(Beginning of Supplied records)

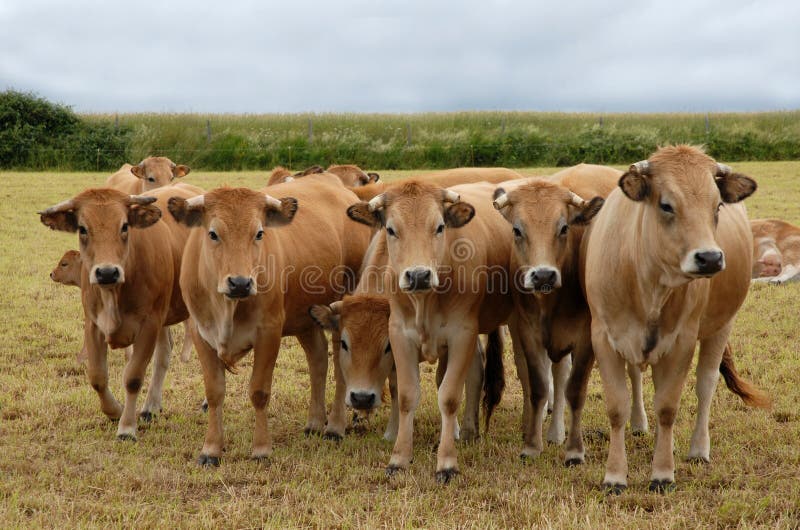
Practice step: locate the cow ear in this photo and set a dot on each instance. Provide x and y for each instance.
(735, 187)
(635, 185)
(458, 214)
(361, 213)
(138, 171)
(587, 212)
(188, 212)
(180, 171)
(325, 317)
(280, 212)
(143, 215)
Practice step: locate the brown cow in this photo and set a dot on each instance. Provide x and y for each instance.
(361, 321)
(444, 178)
(776, 251)
(151, 173)
(666, 263)
(130, 261)
(552, 318)
(252, 269)
(445, 269)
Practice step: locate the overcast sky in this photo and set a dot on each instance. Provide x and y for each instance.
(404, 56)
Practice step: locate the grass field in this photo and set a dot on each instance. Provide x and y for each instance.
(60, 465)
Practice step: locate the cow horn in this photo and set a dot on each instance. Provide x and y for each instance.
(377, 202)
(576, 200)
(642, 167)
(141, 199)
(63, 206)
(273, 203)
(196, 201)
(451, 196)
(501, 201)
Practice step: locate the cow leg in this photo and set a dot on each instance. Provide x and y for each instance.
(186, 350)
(391, 428)
(133, 375)
(638, 415)
(406, 362)
(152, 404)
(337, 419)
(214, 382)
(97, 369)
(473, 390)
(669, 376)
(265, 353)
(315, 345)
(560, 372)
(618, 408)
(711, 350)
(460, 351)
(582, 363)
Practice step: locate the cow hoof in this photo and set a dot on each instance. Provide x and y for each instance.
(333, 436)
(614, 489)
(393, 470)
(661, 486)
(208, 461)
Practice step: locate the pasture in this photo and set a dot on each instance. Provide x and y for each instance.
(60, 464)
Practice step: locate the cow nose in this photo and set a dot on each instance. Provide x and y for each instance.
(418, 279)
(708, 261)
(239, 286)
(544, 279)
(362, 400)
(107, 275)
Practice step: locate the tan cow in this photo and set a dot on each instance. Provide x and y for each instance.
(151, 173)
(449, 273)
(776, 251)
(253, 267)
(666, 264)
(547, 218)
(130, 261)
(444, 178)
(361, 321)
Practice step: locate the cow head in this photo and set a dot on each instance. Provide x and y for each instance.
(68, 269)
(543, 218)
(104, 219)
(234, 221)
(365, 356)
(682, 190)
(158, 171)
(416, 216)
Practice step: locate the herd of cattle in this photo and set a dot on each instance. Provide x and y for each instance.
(629, 269)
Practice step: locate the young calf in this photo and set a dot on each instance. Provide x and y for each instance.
(130, 260)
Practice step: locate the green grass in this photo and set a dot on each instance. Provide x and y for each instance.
(60, 464)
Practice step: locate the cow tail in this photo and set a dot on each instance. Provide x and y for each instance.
(494, 381)
(750, 394)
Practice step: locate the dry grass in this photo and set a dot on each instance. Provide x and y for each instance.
(60, 464)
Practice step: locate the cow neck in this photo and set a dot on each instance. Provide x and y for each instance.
(425, 308)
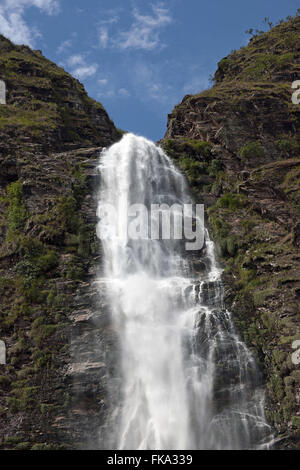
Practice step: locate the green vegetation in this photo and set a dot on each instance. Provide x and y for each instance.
(252, 150)
(17, 212)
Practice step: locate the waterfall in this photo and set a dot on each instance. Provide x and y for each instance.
(186, 380)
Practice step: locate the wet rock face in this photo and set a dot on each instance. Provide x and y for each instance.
(52, 319)
(239, 146)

(End of Supplied records)

» What you need to do
A verbatim transcription of the records, pictures excluded, is the required output.

» The completed task
Practice step: locate the cow ear in this photo and set a dot on each instance. Provide x and y for each instance.
(735, 187)
(635, 185)
(458, 214)
(361, 213)
(138, 171)
(587, 212)
(188, 212)
(180, 171)
(325, 317)
(280, 212)
(143, 215)
Practice step: locate the brown cow in this photo and set a dot on each instance. Provide x and y for each instance.
(361, 321)
(444, 178)
(776, 251)
(151, 173)
(666, 263)
(130, 261)
(552, 318)
(252, 269)
(445, 269)
Practice step: locate the overcast sky in this photo and set a dot on each instance. Provide x and y for each instance.
(404, 56)
Practice step: locate the grass field in this photo and set a dot on each instance. Provide x and y for each instance.
(60, 465)
Practice step: locate the cow horn in this photo and set a dot on each instance. Provide x and y for each instance.
(377, 202)
(576, 200)
(642, 167)
(141, 199)
(63, 206)
(273, 203)
(196, 201)
(451, 196)
(501, 201)
Practice step: locate the cow leg in this photo and set a dot on each instance. Provide x and y for each instance.
(186, 350)
(391, 428)
(133, 375)
(638, 415)
(406, 362)
(152, 404)
(337, 419)
(214, 382)
(97, 369)
(473, 390)
(669, 376)
(265, 353)
(315, 345)
(560, 372)
(618, 408)
(711, 350)
(460, 351)
(582, 363)
Practice step: locate the cow hoof in this photo and set a dot on each instance. Provide x and y for each instance.
(333, 436)
(614, 489)
(393, 470)
(661, 486)
(208, 461)
Practice step: locate the pasture in this photo and set a dot on each instance. Provide x and y for each instance.
(60, 464)
Practice step: locate the cow nose in this photo and set a dot on each instance. Provide x and y for each instance.
(418, 279)
(708, 261)
(239, 286)
(544, 279)
(362, 400)
(107, 275)
Practice step: locate the tan cow in this photo and set a dot on each instance. Provide x and y for each instance.
(151, 173)
(449, 273)
(776, 251)
(253, 267)
(666, 264)
(547, 218)
(130, 261)
(444, 178)
(361, 321)
Practice step: locate the cow head in this photo and set a dot on each instance. Provide x and y for each instance.
(68, 269)
(543, 218)
(104, 219)
(234, 221)
(365, 356)
(682, 190)
(158, 171)
(416, 216)
Practice step: locate the herd of cattle in this photo and set a dot on each instance. Provide x and y for each instance.
(629, 269)
Practice step: locate the young calf in this photo and set a dot on each instance. Provide x and y for each instance.
(130, 260)
Practice step: locate the green grass in this photo and set a dot on each instance. Provide x and y for each instance.
(60, 464)
Practice step: locate the cow tail in this photo and set a dot on each instance. Provide x and y for each instance.
(494, 381)
(750, 394)
Practice step: locate the dry grass in this photo and set a dot on each instance. Provide x and y for each instance.
(60, 464)
Practice step: locate the cow neck in this photo and set a dot on each instance. Provide x and y for each instance.
(425, 308)
Practice step: locate the green vegetation in this photo and set a dot on each instance. Provide x and y for each instance.
(252, 150)
(17, 212)
Practice step: locate the waterfall in this photo and set a dot on each instance. Provide x and y for each instance.
(186, 380)
Practice step: locate the wet rock face in this photo and set a dot on each instance. Provide x and y for each instance.
(52, 319)
(239, 146)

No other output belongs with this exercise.